## Angezeigter Text
Die besondere Bedeutung des Alkoholkonsums als attributaler Hauptrisikofaktor für eine Vielzahl von Krankheiten und Unfällen wurde in dem Vortrag von Prof. Jürgen Rehm, Toronto/Dresden, eindrücklich unterstrichen. Vergleichende Risikoanalysen einer aktuellen Übersichtsarbeit der Weltgesundheitsorganisation (WHO) zeigen, dass die aus dem Alkoholkonsum resultierenden weltweiten Krankheitsfolgekosten die des Tabakkonsums, Bluthochdrucks, erhöhten Cholesterinspiegels und Übergewichts übersteigen. Entsprechend ist die frühzeitige Identifikation von Menschen mit Alkoholproblemen von zentraler Bedeutung für die Abwendung alkoholbedingter Folgeschäden, schlussfolgerte Prof. Hanno Alho, Helsinki. Alkoholabhängige Menschen werden nach wie vor oftmals unzureichend diagnostiziert und zu selten suchtmedizinisch behandelt. Eine Schlüsselrolle für die Aufdeckung von Behandlungsbedarfen und eine entsprechende Zuweisung in die suchtmedizinische Versorgung kommt der hausärztlichen Praxis zu.

## Vorliegende Einträge

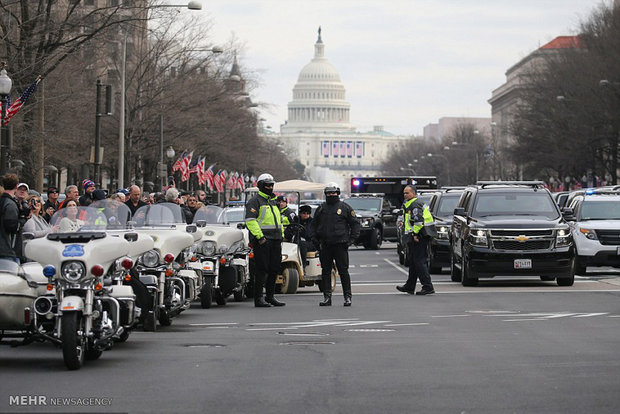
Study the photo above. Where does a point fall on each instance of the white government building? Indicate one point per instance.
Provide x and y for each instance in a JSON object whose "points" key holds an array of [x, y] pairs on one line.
{"points": [[319, 134]]}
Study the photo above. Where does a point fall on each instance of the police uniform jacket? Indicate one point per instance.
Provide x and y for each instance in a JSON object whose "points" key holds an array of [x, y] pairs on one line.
{"points": [[335, 223], [263, 218]]}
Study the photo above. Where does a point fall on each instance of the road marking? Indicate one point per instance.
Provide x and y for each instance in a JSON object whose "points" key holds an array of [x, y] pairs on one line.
{"points": [[214, 323], [397, 267], [587, 315]]}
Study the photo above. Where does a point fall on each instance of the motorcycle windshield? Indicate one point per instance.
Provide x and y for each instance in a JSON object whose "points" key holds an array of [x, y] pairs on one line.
{"points": [[117, 213], [159, 215], [72, 219], [210, 214]]}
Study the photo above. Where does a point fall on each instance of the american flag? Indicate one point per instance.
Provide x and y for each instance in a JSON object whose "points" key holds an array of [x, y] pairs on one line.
{"points": [[21, 101], [185, 168], [178, 165], [209, 177]]}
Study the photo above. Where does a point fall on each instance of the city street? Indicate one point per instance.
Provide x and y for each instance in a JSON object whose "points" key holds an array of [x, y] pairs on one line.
{"points": [[506, 346]]}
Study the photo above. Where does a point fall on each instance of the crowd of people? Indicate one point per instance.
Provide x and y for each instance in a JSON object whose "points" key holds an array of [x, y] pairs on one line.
{"points": [[24, 210]]}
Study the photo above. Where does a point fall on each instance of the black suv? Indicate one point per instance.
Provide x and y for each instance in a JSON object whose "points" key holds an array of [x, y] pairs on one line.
{"points": [[401, 248], [442, 206], [377, 218], [510, 229]]}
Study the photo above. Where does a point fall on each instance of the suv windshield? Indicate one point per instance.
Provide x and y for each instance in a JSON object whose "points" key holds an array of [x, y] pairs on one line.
{"points": [[515, 203], [600, 210], [447, 204], [366, 204]]}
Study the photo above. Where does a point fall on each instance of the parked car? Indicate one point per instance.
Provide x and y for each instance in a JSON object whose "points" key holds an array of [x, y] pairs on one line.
{"points": [[510, 229], [442, 206], [595, 226]]}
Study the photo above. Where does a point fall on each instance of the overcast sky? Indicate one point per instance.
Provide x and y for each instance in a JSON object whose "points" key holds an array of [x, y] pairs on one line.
{"points": [[404, 63]]}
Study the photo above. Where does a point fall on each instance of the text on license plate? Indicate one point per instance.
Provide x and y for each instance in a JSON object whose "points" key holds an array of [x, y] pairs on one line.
{"points": [[523, 263], [207, 266]]}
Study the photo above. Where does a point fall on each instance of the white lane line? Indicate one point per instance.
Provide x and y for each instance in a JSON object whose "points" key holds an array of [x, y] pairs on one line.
{"points": [[214, 323], [397, 267], [362, 323], [520, 320]]}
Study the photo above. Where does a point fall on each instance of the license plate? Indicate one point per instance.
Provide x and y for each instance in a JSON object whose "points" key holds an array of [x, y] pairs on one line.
{"points": [[208, 266], [523, 263]]}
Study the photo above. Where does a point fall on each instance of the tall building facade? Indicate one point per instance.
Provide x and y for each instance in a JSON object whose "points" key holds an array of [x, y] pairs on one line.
{"points": [[318, 131]]}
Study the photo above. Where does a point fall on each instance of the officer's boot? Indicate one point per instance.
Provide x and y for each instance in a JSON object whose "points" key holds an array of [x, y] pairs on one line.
{"points": [[260, 303], [327, 300], [347, 299]]}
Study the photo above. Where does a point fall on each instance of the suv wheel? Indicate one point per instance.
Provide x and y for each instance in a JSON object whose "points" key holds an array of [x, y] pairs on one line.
{"points": [[374, 241], [468, 278], [455, 273], [580, 267]]}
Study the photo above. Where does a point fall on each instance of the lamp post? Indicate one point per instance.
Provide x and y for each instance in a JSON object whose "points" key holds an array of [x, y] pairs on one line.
{"points": [[170, 155], [5, 89]]}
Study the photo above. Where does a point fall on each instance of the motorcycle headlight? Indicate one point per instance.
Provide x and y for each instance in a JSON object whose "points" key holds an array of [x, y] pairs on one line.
{"points": [[366, 222], [150, 258], [208, 248], [479, 238], [563, 237], [590, 234], [73, 271], [442, 232]]}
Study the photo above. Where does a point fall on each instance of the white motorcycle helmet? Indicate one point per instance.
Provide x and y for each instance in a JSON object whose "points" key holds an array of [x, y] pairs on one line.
{"points": [[263, 180]]}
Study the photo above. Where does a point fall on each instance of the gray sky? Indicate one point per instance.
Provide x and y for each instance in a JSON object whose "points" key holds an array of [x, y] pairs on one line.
{"points": [[404, 63]]}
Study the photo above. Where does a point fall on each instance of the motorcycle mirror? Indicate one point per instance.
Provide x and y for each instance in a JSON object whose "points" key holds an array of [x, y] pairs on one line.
{"points": [[131, 236]]}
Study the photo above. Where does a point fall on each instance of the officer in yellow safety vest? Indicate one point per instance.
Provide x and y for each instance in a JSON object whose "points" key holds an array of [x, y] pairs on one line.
{"points": [[419, 228], [264, 222]]}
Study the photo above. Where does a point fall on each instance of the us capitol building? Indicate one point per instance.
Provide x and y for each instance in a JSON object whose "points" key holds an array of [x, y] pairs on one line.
{"points": [[319, 134]]}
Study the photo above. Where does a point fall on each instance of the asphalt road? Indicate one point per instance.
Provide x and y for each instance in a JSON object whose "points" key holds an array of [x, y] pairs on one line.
{"points": [[507, 346]]}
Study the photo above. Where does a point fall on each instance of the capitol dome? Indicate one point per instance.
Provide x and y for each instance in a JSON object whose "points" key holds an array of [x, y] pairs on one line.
{"points": [[318, 97]]}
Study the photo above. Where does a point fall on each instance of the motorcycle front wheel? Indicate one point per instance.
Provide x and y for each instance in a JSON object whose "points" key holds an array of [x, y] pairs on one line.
{"points": [[73, 340]]}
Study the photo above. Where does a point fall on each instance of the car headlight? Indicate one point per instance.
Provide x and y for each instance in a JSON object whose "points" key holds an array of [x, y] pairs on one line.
{"points": [[442, 232], [150, 258], [73, 271], [208, 248], [479, 238], [590, 234], [563, 237]]}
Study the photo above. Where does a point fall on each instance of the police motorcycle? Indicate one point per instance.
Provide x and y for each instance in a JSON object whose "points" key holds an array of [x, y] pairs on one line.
{"points": [[21, 320], [223, 255], [124, 284], [77, 257], [160, 268]]}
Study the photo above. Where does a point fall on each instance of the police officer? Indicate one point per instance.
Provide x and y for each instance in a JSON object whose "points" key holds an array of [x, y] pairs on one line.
{"points": [[288, 215], [334, 228], [264, 222], [419, 227]]}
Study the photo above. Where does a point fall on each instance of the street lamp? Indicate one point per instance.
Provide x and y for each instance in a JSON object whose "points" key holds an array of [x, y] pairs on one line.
{"points": [[5, 90]]}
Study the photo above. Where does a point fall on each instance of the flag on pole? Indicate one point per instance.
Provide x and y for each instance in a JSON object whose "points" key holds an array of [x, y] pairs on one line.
{"points": [[21, 101], [178, 165], [185, 168]]}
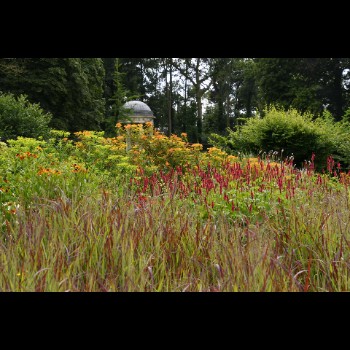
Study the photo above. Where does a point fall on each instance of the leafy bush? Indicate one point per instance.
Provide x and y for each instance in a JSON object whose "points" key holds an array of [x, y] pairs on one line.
{"points": [[290, 133], [19, 117]]}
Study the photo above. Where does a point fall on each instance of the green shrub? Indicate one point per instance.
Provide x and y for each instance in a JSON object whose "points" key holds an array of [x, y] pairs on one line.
{"points": [[19, 117], [290, 133]]}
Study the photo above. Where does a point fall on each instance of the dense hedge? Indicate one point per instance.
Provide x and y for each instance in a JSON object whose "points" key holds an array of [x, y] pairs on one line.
{"points": [[290, 133]]}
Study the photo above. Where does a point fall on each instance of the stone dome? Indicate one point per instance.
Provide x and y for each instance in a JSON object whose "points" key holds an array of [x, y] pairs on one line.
{"points": [[138, 112]]}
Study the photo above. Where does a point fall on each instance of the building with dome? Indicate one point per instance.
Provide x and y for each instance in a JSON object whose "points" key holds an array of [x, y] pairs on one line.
{"points": [[136, 112]]}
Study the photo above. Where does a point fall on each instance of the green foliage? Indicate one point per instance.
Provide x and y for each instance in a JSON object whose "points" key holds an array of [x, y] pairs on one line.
{"points": [[71, 89], [19, 117], [290, 133]]}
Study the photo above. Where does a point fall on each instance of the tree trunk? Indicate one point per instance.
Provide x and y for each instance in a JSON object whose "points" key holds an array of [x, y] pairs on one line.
{"points": [[170, 91], [199, 116]]}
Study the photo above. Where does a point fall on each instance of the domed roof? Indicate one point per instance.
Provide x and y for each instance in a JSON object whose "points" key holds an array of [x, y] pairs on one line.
{"points": [[138, 108]]}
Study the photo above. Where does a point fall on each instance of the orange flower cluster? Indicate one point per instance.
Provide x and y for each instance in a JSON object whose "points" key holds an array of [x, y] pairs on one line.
{"points": [[78, 169], [24, 155], [48, 171]]}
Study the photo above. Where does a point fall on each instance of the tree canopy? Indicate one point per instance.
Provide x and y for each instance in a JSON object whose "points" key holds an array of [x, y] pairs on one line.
{"points": [[198, 96]]}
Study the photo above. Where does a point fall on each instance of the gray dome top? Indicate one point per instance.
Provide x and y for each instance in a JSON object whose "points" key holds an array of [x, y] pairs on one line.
{"points": [[138, 108]]}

## Arbeitsauftrag 1
Welchem Bereich schreibt der Text zum Alkoholkonsum eine Schlüsselrolle bei der Aufdeckung von Behandlungsbedarfen zu?
## Arbeitsauftrag 2
Nennen Sie alle Risikofaktoren, deren weltweite Krankheitsfolgekosten laut dem Text zum Alkoholkonsum von denen des Alkoholkonsums übertroffen werden.
## Arbeitsauftrag 3
Führen Sie den Text zum Alkoholkonsum im Anschluss an seinen letzten Satz weiter.

## Antwortfeld 1
Der hausärztlichen Praxis.

## Antwortfeld 2
Tabakkonsum, Bluthochdruck, erhöhter Cholesterinspiegel, Übergewicht

## Antwortfeld 3
Der Nutzen der Trinkmengenreduktion bei Menschen mit Alkoholproblemen wurde von Prof. Karl Mann, Mannheim, dargestellt und diskutiert. Longitudinale Studien zeigen die Korrelation zwischen Trinkmenge und assoziierten Krankheitsfolgen wie Krebs oder Lebererkrankungen. Somit kann die Trinkmengenreduktion als ein valides Ziel auf dem Weg zur Abstinenz angesehen werden und hat zudem das Potenziale Alkoholabhängige, die sich bislang von abstinenzorientierten Behandlungszielen abhalten ließen, den Zugang in die suchtmedizinische Versorgung zu ermöglichen.

In weiteren Vorträgen, Seminaren, Workshops und Postersitzungen wurden eine Vielzahl von Forschungsthemen zur Entstehung, Diagnose und Behandlung von stoffgebundenen und nicht stoffgebundenen Suchterkrankungen diskutiert. Das vollständige Kongressprogramm dieser gelungenen Veranstaltung kann unter www.globaladdiction.org eingesehen werden.